- SET EXERCISE -
Format every line of the records below as a Markdown table with the columns "Row" and "Line", numbering each line and skipping blank ones. Leave the pictures out of the table.
── RECORDS TO PROCESS ──
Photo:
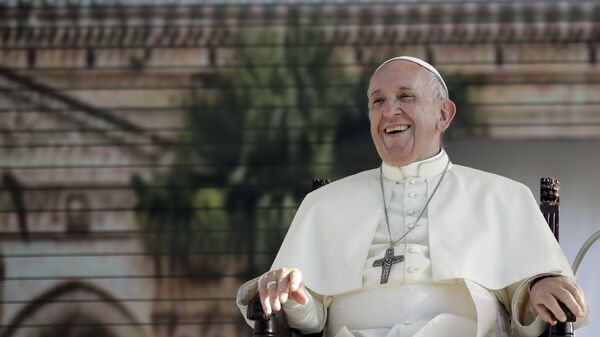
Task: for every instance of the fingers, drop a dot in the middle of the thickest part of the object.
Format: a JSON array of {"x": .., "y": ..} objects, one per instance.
[
  {"x": 277, "y": 286},
  {"x": 545, "y": 314},
  {"x": 548, "y": 292}
]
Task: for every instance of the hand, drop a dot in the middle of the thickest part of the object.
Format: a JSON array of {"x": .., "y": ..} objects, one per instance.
[
  {"x": 546, "y": 293},
  {"x": 276, "y": 286}
]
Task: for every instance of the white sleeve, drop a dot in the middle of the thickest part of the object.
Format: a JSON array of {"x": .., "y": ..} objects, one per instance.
[{"x": 308, "y": 318}]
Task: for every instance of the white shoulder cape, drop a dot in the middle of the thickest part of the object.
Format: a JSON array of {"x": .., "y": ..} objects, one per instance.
[{"x": 482, "y": 227}]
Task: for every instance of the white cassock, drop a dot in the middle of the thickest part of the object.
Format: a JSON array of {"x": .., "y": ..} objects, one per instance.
[{"x": 467, "y": 263}]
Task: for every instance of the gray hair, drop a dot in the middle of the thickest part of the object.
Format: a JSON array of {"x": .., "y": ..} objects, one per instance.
[{"x": 439, "y": 90}]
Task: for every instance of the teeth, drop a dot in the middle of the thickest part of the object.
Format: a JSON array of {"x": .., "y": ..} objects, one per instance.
[{"x": 398, "y": 128}]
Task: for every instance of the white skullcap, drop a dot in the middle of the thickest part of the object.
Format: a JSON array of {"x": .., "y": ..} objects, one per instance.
[{"x": 419, "y": 62}]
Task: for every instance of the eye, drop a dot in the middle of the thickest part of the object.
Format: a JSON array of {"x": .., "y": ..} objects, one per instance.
[
  {"x": 406, "y": 97},
  {"x": 377, "y": 101}
]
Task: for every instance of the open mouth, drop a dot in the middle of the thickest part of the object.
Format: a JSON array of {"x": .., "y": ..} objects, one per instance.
[{"x": 396, "y": 129}]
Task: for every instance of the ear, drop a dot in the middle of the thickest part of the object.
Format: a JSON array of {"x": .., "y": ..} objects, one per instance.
[{"x": 447, "y": 112}]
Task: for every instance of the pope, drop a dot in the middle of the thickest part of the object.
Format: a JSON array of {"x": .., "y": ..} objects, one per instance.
[{"x": 418, "y": 246}]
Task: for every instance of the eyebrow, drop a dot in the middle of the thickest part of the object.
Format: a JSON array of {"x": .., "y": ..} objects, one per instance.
[{"x": 400, "y": 88}]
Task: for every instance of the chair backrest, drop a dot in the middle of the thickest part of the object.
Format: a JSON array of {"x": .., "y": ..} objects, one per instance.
[{"x": 275, "y": 325}]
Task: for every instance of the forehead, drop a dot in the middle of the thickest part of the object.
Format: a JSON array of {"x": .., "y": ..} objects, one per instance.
[{"x": 397, "y": 74}]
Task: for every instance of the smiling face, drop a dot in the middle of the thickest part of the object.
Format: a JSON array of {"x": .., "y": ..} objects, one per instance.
[{"x": 407, "y": 120}]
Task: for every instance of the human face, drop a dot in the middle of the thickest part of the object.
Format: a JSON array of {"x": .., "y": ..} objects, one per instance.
[{"x": 407, "y": 121}]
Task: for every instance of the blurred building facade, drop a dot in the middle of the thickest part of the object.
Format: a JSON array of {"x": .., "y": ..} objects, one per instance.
[{"x": 143, "y": 145}]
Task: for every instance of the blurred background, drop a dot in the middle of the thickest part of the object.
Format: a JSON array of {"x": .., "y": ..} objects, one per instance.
[{"x": 153, "y": 153}]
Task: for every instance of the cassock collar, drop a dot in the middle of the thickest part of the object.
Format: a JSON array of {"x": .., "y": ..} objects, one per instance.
───
- FINAL ANSWER -
| Row | Line |
|---|---|
| 1 | Photo: |
| 2 | Task: for every instance of the fingers, drop a dot in the middle of the thickest part of the object. |
| 3 | Format: a JSON array of {"x": .., "y": ..} objects, one per instance. |
| 4 | [ |
| 5 |   {"x": 277, "y": 286}, |
| 6 |   {"x": 545, "y": 314}, |
| 7 |   {"x": 548, "y": 292} |
| 8 | ] |
| 9 | Task: for every instance of the hand, drop a dot in the middle of the thickest part of the object. |
| 10 | Format: a JSON array of {"x": .., "y": ..} objects, one per instance. |
| 11 | [ |
| 12 |   {"x": 546, "y": 293}, |
| 13 |   {"x": 276, "y": 286} |
| 14 | ] |
| 15 | Task: for every instance of the white sleeve, drop a dot in the middle of the thickest part of the object. |
| 16 | Format: a JSON array of {"x": .., "y": ..} objects, one per instance. |
| 17 | [{"x": 308, "y": 318}] |
| 18 | Task: for every instance of the white shoulder cape, drop a dot in the middle of the thickest part of the object. |
| 19 | Format: a JSON array of {"x": .., "y": ..} objects, one per instance. |
| 20 | [{"x": 482, "y": 227}] |
| 21 | Task: for every instance of the white cassock, drop a dot in the middle of the thickest part of the object. |
| 22 | Format: a JSON array of {"x": .., "y": ..} objects, one per instance. |
| 23 | [{"x": 467, "y": 263}] |
| 24 | Task: for every instance of the gray hair, drop a dot in the middle of the thickest part of the object. |
| 25 | Format: a JSON array of {"x": .., "y": ..} objects, one per instance. |
| 26 | [{"x": 439, "y": 90}] |
| 27 | Task: for every instance of the teeth, drop a dot in the middle of the thickest part of the object. |
| 28 | Format: a JSON array of {"x": .., "y": ..} objects, one per instance. |
| 29 | [{"x": 398, "y": 128}] |
| 30 | Task: for every instance of the white skullcap, drop a dot in the middle of the thickest part of the object. |
| 31 | Format: a JSON array of {"x": .., "y": ..} objects, one per instance. |
| 32 | [{"x": 419, "y": 62}] |
| 33 | Task: for every instance of the eye, drop a dot in the middle of the thickest part of the object. |
| 34 | Format: a JSON array of {"x": .., "y": ..} objects, one per instance. |
| 35 | [ |
| 36 |   {"x": 406, "y": 97}, |
| 37 |   {"x": 377, "y": 101} |
| 38 | ] |
| 39 | Task: for every instance of the open mouth, drop a dot in the middle of the thickest part of the object. |
| 40 | Format: a JSON array of {"x": .., "y": ..} objects, one per instance. |
| 41 | [{"x": 396, "y": 129}] |
| 42 | Task: for every instance of the ear, drop a dot in the middle of the thickest part of the object. |
| 43 | Format: a JSON array of {"x": .., "y": ..} objects, one per instance. |
| 44 | [{"x": 447, "y": 112}] |
| 45 | Task: for every instance of the pope, drop a dot in the middle of the thickest part of the object. |
| 46 | Format: a JSON array of {"x": .., "y": ..} objects, one per instance. |
| 47 | [{"x": 418, "y": 246}] |
| 48 | Task: for every instance of the eyebrow, drop a dot in the middle of the thickest part of the object. |
| 49 | Format: a JSON array of {"x": .., "y": ..} objects, one per instance. |
| 50 | [{"x": 400, "y": 88}] |
| 51 | Task: for every instance of the chair backrest, drop a dot in the middle of the thickest part of the object. |
| 52 | Format: a JSON array of {"x": .., "y": ..} objects, one per instance. |
| 53 | [{"x": 275, "y": 325}] |
| 54 | Task: for every instance of the forehead, drop a dot in the middle of the thickest part of the object. |
| 55 | Format: a JSON array of {"x": .., "y": ..} objects, one per instance. |
| 56 | [{"x": 397, "y": 74}] |
| 57 | Task: for every instance of the smiling face, drop a dot in the middle of the thickest part of the object. |
| 58 | Format: a JSON array of {"x": .., "y": ..} objects, one per instance. |
| 59 | [{"x": 407, "y": 120}] |
| 60 | Task: for every instance of the human face, drop a dot in the middle of the thickest part of the object. |
| 61 | Format: a JSON array of {"x": .., "y": ..} objects, one per instance. |
| 62 | [{"x": 407, "y": 121}] |
| 63 | Task: for every instance of the blurred building facade, drop a dot in the middle of the thickest part of the object. |
| 64 | Format: a JSON array of {"x": .., "y": ..} objects, one per instance. |
| 65 | [{"x": 143, "y": 145}] |
| 66 | Task: for every instance of the blurred background, drop a dot in the middle of the thickest part of the object. |
| 67 | Format: a JSON array of {"x": .., "y": ..} objects, one per instance. |
| 68 | [{"x": 153, "y": 153}] |
| 69 | Task: for every instance of the cassock collar, drop a dot in the middle of the thickest part of the object. |
| 70 | Format: a JSON array of {"x": .., "y": ..} objects, one per instance. |